• What you have to do:
Decide whether each statement below agrees with the passage on discharging geothermal heat pump water, answering yes or no and quoting the deciding words of the passage. 1. Disposal in sanitary sewers or septic systems is not recommended. 2. The National Ground Water Association prefers discharging the water to ponds. 3. Discharge to the land surface can form icy areas in winter.

• Passage for review:
►
Typical methods of discharge include returning the water to the aquifer from which it was extracted; secondary use of the water, such as industrial process applications or agricultural uses; evaporation and/or seepage ponds; and discharging to ponds, streams, rivers, lakes or the land surface. Naturally, it would be desirable to have plumbing installed to allow for secondary use of the discharge water, if this is permitted, for lawn and garden watering when the ground conditions warrant it.

Most sewer systems cannot handle the large volumes of water which geothermal heat pumps can produce (up to 10,000 or more gallons per day). Sewer lines may back up and tile fields will become overloaded, so disposal in sanitary sewers or septic systems is not recommended.

While ponds could be attractive and have multiple uses, they consume large amounts of land area, which would restrict their potential use in more densely populated areas. Discharge to the land surface may create bogs, accelerate pollutants leaching into ground water, and form icy areas in the winter. In addition, surface discharge in some areas may accelerate sinkhole activity.

Disposing of the water to a stream, river, or lake may be effective, but your local government may have specific regulations dealing with this issue. If the ground water used in the geothermal heat pump was of poor quality, discharging it to higher quality water will contaminate the discharge aquifer or body of water. Also, heating ground water may raise the temperature enough to be harmful to surface water dwelling creatures. Check with your local authorities before making your decision.

In close quarters, care must be taken so that the discharge doesn’t infringe on a neighbor’s property. Often, local ordinances prohibit any kind of discharge, and although variances can sometimes be obtained, they can be costly and time-consuming.

The disposal methods preferred by the National Ground Water Association, from a water conservation standpoint, are secondary use of the water and returning the water to the production aquifer.

When returning the water to the original aquifer, the water should remain in a closed system. There are several methods for returning the water to its aquifer. They are: using a single well for supply and disposal; using two wells and alternating withdrawal and disposal between the wells in winter and summer; and using two wells, but not alternating their function.
◄
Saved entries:
►
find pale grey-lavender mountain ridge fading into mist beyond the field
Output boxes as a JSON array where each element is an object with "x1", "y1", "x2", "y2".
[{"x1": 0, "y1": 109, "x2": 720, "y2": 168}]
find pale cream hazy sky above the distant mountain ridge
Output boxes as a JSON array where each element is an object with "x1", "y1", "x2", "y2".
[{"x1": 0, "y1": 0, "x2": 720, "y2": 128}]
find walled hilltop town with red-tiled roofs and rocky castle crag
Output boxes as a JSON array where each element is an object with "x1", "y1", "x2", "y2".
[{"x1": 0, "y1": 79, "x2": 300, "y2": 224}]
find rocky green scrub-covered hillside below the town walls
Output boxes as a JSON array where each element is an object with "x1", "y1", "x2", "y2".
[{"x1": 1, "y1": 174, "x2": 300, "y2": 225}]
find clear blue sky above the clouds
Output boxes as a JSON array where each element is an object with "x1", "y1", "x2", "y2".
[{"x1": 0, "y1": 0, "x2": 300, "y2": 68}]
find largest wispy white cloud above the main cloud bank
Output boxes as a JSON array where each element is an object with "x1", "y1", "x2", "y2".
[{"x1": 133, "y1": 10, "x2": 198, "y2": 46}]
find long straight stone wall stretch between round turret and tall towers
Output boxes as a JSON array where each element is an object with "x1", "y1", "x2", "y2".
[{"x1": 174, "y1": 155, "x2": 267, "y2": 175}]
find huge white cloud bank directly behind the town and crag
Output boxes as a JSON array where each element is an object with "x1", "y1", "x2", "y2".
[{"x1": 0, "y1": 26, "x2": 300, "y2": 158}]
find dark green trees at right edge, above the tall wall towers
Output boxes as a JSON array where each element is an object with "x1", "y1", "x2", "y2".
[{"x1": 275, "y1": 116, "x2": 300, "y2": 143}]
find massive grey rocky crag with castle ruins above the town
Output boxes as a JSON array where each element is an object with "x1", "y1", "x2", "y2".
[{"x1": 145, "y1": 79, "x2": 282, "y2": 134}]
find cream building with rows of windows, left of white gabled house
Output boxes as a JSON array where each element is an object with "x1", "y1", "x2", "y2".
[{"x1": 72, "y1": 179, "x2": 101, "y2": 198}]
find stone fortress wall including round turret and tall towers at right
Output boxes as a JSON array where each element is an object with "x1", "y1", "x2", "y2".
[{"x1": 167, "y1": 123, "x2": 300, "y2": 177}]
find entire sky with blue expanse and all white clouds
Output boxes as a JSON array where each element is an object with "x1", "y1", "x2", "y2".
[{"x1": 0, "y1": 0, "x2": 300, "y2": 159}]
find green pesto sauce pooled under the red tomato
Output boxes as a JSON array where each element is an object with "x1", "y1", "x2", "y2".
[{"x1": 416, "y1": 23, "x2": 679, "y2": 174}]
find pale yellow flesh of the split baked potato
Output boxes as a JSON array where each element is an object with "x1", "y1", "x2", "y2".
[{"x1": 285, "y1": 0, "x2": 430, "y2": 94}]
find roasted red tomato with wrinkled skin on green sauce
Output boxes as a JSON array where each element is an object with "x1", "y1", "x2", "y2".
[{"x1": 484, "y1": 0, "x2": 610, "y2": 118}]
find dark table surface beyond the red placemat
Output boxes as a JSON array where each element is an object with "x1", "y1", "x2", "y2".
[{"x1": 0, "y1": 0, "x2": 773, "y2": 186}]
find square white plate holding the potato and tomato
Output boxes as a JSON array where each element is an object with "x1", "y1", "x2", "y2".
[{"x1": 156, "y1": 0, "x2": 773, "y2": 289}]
◄
• Solution for this problem:
1. Yes: "so disposal in sanitary sewers or septic systems is not recommended."
2. No: "The disposal methods preferred by the National Ground Water Association, from a water conservation standpoint, are secondary use of the water and returning the water to the production aquifer."
3. Yes: "Discharge to the land surface may create bogs, accelerate pollutants leaching into ground water, and form icy areas in the winter."